# Your instructions
Copy the material from its first line through the line containing "x=545, y=464", replacing "rocky breakwater" with "stone breakwater" and leaving everything else the same.

# Information provided
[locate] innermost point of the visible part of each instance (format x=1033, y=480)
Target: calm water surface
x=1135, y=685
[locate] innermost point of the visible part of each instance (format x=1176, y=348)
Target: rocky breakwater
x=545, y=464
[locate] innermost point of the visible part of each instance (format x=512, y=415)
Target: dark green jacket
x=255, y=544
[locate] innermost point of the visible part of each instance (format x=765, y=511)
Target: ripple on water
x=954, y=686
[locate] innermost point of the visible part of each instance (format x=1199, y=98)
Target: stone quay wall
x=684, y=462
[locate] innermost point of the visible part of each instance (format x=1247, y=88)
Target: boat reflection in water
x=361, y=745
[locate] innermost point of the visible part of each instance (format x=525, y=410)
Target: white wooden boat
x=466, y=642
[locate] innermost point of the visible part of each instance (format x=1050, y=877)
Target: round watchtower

# Exercise solution
[locate] innermost point of the visible part of each instance (format x=1033, y=480)
Target: calm water surface
x=1135, y=685
[locate] innermost point of the visible part of each instance (format x=1176, y=348)
Target: stone breakwater
x=545, y=464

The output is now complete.